The answer is the full set of records, given again exactly and without images.

◇ ◇ ◇

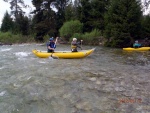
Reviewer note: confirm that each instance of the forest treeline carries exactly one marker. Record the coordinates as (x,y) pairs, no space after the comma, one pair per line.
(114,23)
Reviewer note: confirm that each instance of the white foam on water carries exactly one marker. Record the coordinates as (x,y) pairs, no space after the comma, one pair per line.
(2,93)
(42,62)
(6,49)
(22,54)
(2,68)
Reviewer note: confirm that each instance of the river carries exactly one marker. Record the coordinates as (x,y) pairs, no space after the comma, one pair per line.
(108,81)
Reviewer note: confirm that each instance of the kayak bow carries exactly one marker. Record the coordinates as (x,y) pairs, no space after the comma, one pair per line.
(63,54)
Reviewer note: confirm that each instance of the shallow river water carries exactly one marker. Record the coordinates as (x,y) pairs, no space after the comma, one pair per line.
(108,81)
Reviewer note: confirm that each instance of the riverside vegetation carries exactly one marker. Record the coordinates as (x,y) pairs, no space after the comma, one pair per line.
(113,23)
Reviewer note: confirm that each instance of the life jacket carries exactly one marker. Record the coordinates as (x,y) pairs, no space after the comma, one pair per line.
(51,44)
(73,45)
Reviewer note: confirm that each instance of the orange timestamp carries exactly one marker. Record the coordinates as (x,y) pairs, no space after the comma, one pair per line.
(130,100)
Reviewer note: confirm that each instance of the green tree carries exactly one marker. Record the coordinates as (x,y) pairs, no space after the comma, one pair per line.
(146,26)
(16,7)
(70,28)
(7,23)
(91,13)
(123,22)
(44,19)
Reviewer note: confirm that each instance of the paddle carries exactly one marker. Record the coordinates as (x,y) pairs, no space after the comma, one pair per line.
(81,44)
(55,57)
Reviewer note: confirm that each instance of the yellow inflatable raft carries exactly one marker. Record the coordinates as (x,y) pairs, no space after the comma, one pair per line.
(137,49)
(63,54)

◇ ◇ ◇

## Solution to this exercise
Reviewer note: confirm that each instance of the forest treeline carries exactly one marker. Record the coordinates as (x,y) pairs, no space after the comma, one pair per line.
(114,23)
Reviewer note: confirm that each instance of the white foam on water carries exactly one marker. Record the coordinates as (x,y) pairs, no space after the comma, one pair per line.
(2,93)
(42,62)
(6,49)
(22,54)
(2,68)
Reviewer note: confirm that each instance of the river carries exactly one marker. Record the coordinates as (x,y) pairs, no space after the comma, one pair per line.
(108,81)
Reviewer note: confirm that each instance of the kayak bow carries exactly one marker. Record the coordinates as (x,y) pairs, no space after the comma, one pair per line.
(63,54)
Reviewer note: confirm that each instance of the shallow river water carries exactly one marker. Record the coordinates as (x,y) pairs, no space after the comma, one pair per line.
(108,81)
Reviewer note: confirm that each instance of the riverside vegetation carries exactly one marker. Record the coordinates as (x,y) pairs, no space after the comma, one pair per line.
(113,23)
Reviewer note: confirm that each instance of the life jacket carries exactly one marker. Record the coordinates as (x,y) pairs, no space after the comma, one pair per line.
(51,44)
(73,45)
Reviewer note: confirm that each instance of the orange timestamp carries exactly one marker. Record the coordinates as (x,y) pairs, no space after the comma, one pair per line.
(130,100)
Reviewer note: confirm that each instance of the green tree carries exactly one marker. Record the coordinates as (x,y) pairs, no space after the comma, one pair per line.
(146,26)
(16,7)
(70,28)
(7,23)
(91,13)
(123,22)
(44,19)
Reviewer note: confirm that each instance of the paddle carries exactly one marker. Record the coordinates as (x,y) pairs, no space after the comma, one pair per line.
(81,44)
(55,57)
Reviewer note: confirm that each instance of the yellow inflatable raft carries exactly one marker. Record the coordinates as (x,y) pairs, no space after the comma, one pair per line.
(137,49)
(63,54)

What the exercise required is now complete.